- _Exercise brief_
From the article below about the album Reveille Park, pull out the passage starting at "SPM chronology" and ending at "in Houston, Texas.", word for word.

Studio album by SPM
- Released: May 5, 2002
- Genres: Chicano rap; gangsta rap; freestyle rap;
- Length: 1:12:29
- Label: Dope House Records
- Producers: Arthur Coy Jr. (exec.); Filero; South Park Mexican; Shadow Ramirez;

SPM chronology
| Never Change: The Pain And Glory Album (2001) | Reveille Park (2002) | When Devils Strike (2006) |

= Reveille Park =

Reveille Park is the eighth album by American rapper SPM. It was released on Dope House Records in 2002 shortly after SPM was incarcerated for sexual assault. Most of the tracks on this album are freestyle rapping. There was a "Chopped & Screwed" version of the album released on August 26, 2002. Coy stated that the entire album was recorded in two days. It was recorded at his house by his long-time friend and record producer Filero, who also added to the production of the album. It was mixed and mastered by James Hoover at Digital Services in Houston, Texas.

- _Extracted records_
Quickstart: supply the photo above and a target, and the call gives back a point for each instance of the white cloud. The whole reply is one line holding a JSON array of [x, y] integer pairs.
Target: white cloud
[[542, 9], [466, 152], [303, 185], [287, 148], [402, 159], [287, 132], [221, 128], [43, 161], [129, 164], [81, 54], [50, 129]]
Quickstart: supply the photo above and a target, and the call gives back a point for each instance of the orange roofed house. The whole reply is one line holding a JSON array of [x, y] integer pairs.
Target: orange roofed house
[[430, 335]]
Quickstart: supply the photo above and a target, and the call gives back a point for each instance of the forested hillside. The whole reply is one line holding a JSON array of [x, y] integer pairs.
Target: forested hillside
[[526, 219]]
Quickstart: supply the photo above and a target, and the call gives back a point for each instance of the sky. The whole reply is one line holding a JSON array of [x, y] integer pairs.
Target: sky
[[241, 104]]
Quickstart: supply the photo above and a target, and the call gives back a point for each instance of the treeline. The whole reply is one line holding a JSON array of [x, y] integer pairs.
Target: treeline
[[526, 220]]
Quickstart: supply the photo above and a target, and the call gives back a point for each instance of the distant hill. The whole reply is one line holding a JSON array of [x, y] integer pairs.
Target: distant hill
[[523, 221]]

- _Exercise result_
SPM chronology
| Never Change: The Pain And Glory Album (2001) | Reveille Park (2002) | When Devils Strike (2006) |

= Reveille Park =

Reveille Park is the eighth album by American rapper SPM. It was released on Dope House Records in 2002 shortly after SPM was incarcerated for sexual assault. Most of the tracks on this album are freestyle rapping. There was a "Chopped & Screwed" version of the album released on August 26, 2002. Coy stated that the entire album was recorded in two days. It was recorded at his house by his long-time friend and record producer Filero, who also added to the production of the album. It was mixed and mastered by James Hoover at Digital Services in Houston, Texas.